Exercise task: List every line below that contains the word "handle", matching its case exactly.

Named object pointing lines

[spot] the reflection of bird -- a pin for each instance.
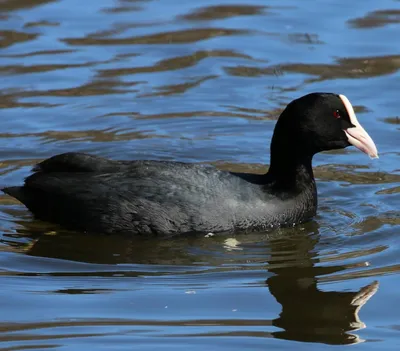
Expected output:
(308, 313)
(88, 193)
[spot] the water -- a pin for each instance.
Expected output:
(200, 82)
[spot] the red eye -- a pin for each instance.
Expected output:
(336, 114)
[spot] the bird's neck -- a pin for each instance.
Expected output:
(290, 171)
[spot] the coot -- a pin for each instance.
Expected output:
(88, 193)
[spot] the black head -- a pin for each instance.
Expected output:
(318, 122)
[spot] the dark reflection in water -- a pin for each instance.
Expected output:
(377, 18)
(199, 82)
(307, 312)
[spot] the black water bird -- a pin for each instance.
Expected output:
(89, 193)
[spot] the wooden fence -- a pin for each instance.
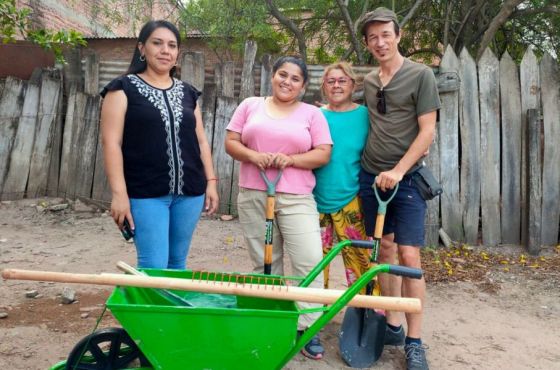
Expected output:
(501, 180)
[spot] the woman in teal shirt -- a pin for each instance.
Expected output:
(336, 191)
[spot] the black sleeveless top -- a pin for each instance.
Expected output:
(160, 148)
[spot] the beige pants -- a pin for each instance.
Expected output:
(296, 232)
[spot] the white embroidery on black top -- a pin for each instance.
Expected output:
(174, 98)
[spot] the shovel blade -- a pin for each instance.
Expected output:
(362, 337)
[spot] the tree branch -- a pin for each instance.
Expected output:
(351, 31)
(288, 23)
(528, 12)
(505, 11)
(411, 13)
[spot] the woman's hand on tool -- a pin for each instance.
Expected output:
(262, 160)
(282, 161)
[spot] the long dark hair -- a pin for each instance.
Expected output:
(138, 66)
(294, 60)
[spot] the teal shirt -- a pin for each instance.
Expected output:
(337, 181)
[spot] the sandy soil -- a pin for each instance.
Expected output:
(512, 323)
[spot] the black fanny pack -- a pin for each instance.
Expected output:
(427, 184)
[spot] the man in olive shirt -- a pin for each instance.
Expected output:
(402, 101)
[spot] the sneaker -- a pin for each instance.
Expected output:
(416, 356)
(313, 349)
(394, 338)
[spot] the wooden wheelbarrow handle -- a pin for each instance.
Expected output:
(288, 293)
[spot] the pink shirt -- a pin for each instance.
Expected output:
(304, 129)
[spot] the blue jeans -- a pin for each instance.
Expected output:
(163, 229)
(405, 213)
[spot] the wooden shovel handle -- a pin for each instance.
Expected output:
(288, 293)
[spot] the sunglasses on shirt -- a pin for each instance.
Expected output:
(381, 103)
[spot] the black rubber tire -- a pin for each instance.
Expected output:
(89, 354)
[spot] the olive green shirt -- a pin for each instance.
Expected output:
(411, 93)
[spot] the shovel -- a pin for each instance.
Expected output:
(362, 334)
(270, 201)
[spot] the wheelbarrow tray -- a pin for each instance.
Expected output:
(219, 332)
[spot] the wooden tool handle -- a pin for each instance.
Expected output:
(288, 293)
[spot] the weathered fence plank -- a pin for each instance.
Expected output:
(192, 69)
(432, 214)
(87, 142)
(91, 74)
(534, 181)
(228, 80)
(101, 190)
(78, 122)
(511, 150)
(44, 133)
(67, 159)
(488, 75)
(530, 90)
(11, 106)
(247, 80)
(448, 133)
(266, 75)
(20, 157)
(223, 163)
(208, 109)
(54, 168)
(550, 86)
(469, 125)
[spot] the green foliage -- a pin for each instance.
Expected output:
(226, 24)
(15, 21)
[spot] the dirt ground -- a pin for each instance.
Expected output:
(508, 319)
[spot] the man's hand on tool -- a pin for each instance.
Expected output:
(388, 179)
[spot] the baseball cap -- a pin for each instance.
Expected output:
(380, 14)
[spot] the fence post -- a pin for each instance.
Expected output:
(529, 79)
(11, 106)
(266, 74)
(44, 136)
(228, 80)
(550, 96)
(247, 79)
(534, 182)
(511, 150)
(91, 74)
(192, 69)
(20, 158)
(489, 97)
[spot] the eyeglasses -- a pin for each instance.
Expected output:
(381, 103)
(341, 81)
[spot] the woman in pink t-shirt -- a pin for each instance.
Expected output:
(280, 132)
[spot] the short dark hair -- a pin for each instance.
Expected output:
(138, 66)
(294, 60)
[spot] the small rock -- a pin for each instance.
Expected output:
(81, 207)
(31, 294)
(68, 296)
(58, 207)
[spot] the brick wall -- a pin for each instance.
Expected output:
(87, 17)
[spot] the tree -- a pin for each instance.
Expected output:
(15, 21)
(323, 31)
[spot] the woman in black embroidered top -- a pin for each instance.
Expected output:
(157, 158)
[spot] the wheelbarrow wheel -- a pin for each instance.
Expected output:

---

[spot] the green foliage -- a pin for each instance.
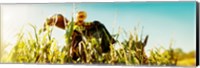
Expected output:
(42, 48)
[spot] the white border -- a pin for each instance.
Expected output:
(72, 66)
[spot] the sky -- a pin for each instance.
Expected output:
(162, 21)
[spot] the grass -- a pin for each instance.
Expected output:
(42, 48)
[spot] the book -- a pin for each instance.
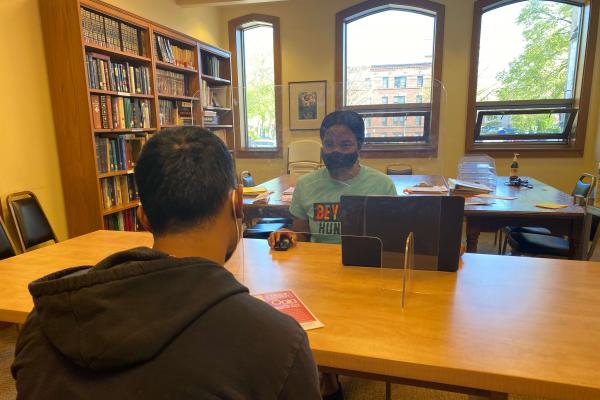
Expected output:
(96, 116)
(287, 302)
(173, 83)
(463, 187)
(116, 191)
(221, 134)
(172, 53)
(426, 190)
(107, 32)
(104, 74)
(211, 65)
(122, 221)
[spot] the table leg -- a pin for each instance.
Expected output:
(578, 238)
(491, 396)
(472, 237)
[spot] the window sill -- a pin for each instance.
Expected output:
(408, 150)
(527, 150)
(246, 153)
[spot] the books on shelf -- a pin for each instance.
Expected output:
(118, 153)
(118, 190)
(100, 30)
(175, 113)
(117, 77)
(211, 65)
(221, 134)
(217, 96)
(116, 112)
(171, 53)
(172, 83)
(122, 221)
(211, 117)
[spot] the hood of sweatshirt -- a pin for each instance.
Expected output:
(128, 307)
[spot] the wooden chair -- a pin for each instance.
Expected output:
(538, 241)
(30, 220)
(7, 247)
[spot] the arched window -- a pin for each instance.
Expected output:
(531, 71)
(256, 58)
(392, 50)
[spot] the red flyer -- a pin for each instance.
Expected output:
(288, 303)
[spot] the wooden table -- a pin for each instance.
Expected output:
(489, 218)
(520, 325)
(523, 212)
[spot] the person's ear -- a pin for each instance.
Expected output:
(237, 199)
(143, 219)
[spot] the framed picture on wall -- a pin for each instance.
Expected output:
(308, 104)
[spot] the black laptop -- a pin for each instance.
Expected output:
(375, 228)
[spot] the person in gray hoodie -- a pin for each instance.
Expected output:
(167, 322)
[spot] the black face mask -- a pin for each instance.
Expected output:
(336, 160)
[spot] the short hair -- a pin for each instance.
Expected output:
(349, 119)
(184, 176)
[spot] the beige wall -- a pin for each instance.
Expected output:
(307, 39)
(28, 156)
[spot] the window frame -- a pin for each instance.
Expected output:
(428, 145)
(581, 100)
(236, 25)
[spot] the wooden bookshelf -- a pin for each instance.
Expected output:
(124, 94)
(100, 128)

Correct output:
[spot] the wooden wheelbarrow handle -- a pin for each instance.
[spot] the wooden shovel handle -- a pin for each instance.
[spot] the wooden tool handle -- a pin for each instance.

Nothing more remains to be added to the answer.